Problem description
Starting at the line below that contains "f/a-18e super hornet", print each line through the end of the records exactly as it appears.

--- begin Stored data ---

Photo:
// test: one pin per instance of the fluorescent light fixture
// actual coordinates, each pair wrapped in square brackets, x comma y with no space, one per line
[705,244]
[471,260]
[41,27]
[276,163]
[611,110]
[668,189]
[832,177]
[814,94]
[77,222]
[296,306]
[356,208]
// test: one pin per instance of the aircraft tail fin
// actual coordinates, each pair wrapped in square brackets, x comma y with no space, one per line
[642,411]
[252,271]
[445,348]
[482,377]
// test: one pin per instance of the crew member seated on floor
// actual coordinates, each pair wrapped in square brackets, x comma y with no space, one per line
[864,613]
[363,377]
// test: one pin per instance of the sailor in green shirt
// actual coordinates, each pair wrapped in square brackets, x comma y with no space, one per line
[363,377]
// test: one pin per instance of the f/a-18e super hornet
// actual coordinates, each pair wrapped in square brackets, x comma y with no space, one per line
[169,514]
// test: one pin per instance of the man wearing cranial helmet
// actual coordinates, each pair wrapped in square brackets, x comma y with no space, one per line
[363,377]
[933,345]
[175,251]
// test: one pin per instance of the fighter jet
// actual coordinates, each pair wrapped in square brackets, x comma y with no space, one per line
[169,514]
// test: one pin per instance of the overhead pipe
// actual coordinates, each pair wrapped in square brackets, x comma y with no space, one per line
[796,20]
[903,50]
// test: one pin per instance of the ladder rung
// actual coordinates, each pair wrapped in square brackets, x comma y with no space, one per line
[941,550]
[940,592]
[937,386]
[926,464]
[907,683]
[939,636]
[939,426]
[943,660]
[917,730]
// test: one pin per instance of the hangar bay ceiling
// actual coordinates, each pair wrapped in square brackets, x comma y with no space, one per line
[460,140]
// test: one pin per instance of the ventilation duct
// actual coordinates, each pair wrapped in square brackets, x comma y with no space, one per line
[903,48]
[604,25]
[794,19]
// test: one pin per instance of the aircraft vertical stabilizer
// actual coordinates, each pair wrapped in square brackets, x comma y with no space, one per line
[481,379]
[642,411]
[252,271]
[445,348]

--- end Stored data ---

Worked answer
// test: one pin per instance of the f/a-18e super hornet
// actual coordinates, each pair wrapped in square brackets, x comma y with no space, one per line
[169,514]
// test: one pin per instance of the man wearing cranial helmet
// actual coordinates, each pair wrapped in square brackets, x comma y with no space, one per line
[363,377]
[933,345]
[175,251]
// test: one pin per instance of the fighter jet
// actual coordinates, each pair wrapped in square brackets, x comma y with no space, one per line
[169,514]
// test: one pin per instance of the overhead pipe
// actual coordinates, each pair wrapped in square brackets, x comma y with no space, one per line
[796,20]
[903,50]
// test: one pin per instance of the ladder rung
// actual coordinates, each pair wrapped in square brackets, x comma y with no space, one per line
[941,550]
[940,592]
[937,386]
[926,464]
[907,683]
[939,636]
[939,426]
[943,660]
[917,730]
// test: one pin per instance of the hangar bay ceiling
// actual coordinates, each pair wrapped in square brackets, x comma y with no space, one per line
[460,140]
// test: one pin per instance of the ventilation duct
// actual coordinates, each pair wrapped in square brackets, x comma y with no space, one per line
[903,48]
[604,25]
[794,19]
// test: one pin per instance of the aircraft vertical stabilizer
// actual coordinates, each pair wrapped in square brackets, x comma y with no space, one per line
[481,379]
[642,411]
[252,271]
[445,348]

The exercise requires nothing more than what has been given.